**TRAVAIL À FAIRE:**
Répondez aux questions suivantes à partir du passage sur la mémoire de Soljenitsyne.
1. Sous quelle forme Soljenitsyne rédigeait-il ses textes au goulag ?
2. Combien d'années de détention avait-il passées à sa sortie du goulag ?
3. Qu'est-ce qui, seul, peut nous voler la mémoire ?

Je parle de la mémoire avec laquelle Soljenitsyne a su résister au goulag. Sans crayon ni papier, il se répétait chaque matin, pour ne pas les oublier, les textes qu’il rédigeait, sous forme de poèmes, plus faciles à mémoriser que la prose. La limite du genre était qu’au fur et à mesure qu’il composait, il lui fallait de plus en plus de temps pour réciter  à voix intérieure. Il finit par y consacrer toutes ses journées. A sa sortie du goulag en 1953 (le 5 mars, jour de la mort de Staline), après huit ans de détention, il se mit à enterrer dans les jardins de ses amis des feuilles de papier couvertes de son écriture, en attendant de pouvoir les faire passer à l’étranger.

La mémoire est cette impalpable entité que seuls l’âge ou la maladie peuvent nous voler mais que les tortionnaires, dans leur rigidité, ne sauraient  voir comme un instrument de résilience. L'éthique personnelle a des ressources insoupçonnées. C’est une culture intime, identitaire, comme une fidélité à soi-même, pour soi encore plus que contre l’autre. Une chaîne de mots contre les chaînes. Une conscience qui n'a pas besoin de se dire pour dire non.

**DONNÉES FOURNIES:**
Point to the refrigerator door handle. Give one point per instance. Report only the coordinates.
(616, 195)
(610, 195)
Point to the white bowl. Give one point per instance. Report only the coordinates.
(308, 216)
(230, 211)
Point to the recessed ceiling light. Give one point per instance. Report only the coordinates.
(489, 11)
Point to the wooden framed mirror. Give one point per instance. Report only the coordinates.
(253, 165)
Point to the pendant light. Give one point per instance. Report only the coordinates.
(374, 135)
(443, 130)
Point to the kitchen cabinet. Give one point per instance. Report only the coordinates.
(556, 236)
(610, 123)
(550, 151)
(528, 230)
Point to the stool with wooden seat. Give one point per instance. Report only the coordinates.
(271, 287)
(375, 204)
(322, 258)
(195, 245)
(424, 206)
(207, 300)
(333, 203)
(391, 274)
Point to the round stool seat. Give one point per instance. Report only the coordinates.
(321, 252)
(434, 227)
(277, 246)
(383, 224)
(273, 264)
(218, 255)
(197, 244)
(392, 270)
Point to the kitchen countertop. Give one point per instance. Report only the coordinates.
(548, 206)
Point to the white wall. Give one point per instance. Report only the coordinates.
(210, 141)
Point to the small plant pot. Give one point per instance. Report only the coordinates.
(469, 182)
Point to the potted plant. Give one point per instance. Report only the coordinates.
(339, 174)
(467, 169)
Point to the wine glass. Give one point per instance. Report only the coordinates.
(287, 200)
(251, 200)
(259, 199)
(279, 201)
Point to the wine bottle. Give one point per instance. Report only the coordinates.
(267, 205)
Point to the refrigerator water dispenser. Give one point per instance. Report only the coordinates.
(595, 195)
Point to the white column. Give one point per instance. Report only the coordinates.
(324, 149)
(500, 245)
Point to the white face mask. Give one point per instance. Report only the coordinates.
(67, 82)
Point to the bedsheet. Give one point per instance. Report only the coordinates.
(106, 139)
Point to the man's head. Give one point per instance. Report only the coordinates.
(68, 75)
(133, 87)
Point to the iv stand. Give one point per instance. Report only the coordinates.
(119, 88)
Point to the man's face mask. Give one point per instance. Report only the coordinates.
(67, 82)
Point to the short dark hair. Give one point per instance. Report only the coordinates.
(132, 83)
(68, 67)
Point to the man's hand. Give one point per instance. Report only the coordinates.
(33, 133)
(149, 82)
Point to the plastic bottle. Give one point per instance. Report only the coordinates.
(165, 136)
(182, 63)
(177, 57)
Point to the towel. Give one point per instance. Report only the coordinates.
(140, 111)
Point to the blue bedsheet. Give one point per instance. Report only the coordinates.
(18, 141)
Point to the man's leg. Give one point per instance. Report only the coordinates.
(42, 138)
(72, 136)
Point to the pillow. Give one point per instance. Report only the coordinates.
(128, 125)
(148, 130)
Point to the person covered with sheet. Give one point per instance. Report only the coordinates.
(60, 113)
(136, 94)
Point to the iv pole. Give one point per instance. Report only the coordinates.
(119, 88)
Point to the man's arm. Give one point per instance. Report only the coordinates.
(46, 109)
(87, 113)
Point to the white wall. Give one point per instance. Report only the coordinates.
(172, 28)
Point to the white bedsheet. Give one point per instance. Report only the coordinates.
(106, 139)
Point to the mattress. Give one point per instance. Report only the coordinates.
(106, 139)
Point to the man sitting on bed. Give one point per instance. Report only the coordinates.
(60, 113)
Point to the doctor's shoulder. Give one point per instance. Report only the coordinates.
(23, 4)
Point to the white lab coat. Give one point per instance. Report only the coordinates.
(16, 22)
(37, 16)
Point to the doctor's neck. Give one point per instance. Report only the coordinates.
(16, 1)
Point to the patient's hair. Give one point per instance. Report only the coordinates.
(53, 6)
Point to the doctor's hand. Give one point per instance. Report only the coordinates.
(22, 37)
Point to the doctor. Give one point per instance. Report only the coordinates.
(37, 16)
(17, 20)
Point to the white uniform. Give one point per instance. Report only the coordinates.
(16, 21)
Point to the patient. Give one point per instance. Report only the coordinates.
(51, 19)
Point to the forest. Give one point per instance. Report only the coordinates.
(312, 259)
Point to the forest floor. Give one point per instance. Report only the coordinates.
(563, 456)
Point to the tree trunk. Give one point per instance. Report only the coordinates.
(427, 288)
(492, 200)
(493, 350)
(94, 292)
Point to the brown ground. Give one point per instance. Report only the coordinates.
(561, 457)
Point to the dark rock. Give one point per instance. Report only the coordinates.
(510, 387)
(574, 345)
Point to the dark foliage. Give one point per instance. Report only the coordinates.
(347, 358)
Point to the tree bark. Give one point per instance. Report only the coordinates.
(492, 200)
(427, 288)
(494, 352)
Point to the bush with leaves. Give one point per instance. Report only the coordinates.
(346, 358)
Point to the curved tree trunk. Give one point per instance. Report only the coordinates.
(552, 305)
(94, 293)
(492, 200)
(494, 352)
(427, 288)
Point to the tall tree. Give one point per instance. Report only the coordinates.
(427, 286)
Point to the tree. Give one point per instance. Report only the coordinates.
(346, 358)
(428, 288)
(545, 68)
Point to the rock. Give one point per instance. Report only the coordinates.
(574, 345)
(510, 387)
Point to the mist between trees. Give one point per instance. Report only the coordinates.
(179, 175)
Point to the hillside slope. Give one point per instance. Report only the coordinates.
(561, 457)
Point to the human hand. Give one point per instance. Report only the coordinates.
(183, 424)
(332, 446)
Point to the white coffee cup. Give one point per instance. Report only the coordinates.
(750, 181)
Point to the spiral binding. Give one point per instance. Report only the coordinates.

**RÉPONSE CI-DESSOUS:**
1. Sous forme de poèmes, plus faciles à mémoriser que la prose.
2. Huit ans.
3. L'âge ou la maladie.